▸ TASK DIRECTIONS: Return the lines of the records starting at the line that contains "target | paved plaza" and ending at the line that contains "column 34, row 135", reproduced without any change.

▸ EXTRACTED DATA:

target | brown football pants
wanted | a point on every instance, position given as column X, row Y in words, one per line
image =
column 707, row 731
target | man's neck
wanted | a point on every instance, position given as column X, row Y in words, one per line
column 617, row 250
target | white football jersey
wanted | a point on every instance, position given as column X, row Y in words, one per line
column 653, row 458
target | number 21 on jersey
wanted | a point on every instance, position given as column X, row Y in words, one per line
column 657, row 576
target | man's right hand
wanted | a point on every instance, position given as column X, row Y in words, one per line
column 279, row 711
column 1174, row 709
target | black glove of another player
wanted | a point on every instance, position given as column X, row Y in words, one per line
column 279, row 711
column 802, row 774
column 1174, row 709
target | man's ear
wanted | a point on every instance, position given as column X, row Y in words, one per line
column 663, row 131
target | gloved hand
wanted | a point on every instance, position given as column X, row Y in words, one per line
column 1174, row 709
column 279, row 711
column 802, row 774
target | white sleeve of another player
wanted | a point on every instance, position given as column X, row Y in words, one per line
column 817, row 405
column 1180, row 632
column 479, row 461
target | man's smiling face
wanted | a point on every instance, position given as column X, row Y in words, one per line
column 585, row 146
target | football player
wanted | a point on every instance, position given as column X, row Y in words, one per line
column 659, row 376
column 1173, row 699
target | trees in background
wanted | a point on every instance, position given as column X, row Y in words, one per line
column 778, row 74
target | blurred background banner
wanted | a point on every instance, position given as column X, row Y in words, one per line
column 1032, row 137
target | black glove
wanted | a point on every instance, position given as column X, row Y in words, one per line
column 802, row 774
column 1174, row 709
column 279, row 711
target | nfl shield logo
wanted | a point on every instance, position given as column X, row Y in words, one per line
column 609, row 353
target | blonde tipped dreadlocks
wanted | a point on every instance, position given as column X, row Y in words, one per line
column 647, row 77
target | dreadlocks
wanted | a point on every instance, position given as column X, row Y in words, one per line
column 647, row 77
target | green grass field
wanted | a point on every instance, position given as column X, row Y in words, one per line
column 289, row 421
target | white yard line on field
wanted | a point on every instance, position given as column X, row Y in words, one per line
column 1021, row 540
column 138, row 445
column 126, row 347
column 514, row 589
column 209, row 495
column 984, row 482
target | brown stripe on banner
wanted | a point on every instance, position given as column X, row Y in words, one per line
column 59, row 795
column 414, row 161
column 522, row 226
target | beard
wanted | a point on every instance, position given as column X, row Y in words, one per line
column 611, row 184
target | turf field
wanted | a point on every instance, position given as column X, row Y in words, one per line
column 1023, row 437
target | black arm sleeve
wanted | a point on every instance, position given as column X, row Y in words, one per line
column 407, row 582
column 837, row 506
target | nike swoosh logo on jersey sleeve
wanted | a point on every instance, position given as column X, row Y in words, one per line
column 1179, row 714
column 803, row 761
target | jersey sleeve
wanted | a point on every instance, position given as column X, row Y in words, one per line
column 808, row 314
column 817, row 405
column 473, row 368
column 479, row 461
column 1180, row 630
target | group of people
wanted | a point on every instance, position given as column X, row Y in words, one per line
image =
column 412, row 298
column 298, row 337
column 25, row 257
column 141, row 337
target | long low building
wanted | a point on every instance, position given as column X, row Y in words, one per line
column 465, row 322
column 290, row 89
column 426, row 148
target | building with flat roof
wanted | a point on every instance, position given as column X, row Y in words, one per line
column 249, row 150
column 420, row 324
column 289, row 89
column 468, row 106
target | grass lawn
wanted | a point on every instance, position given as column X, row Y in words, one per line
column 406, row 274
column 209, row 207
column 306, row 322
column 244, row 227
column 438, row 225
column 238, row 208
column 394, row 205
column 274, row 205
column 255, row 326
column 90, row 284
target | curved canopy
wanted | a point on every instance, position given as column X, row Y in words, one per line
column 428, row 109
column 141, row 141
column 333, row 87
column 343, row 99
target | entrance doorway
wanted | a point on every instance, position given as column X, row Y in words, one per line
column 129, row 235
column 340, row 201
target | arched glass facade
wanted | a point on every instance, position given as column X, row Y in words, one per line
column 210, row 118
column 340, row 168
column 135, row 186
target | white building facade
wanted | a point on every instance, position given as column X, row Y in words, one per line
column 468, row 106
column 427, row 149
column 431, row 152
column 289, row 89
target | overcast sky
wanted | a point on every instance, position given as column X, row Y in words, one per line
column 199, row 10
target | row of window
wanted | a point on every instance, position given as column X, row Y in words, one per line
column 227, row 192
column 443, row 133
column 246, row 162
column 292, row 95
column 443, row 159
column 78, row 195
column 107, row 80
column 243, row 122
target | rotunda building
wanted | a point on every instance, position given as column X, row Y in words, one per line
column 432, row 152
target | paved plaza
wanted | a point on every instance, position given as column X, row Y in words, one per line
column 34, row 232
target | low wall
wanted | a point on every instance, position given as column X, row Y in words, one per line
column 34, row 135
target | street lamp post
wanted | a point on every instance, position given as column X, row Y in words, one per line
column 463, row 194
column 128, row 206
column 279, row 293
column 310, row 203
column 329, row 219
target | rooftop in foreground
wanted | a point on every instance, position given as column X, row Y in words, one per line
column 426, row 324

▸ TASK OUTPUT:
target | paved plaza
wanted | a point on every instance, position given as column X, row Y in words, one per line
column 34, row 232
target | low wall
wanted | a point on every instance, position given as column X, row Y in words, one per line
column 34, row 135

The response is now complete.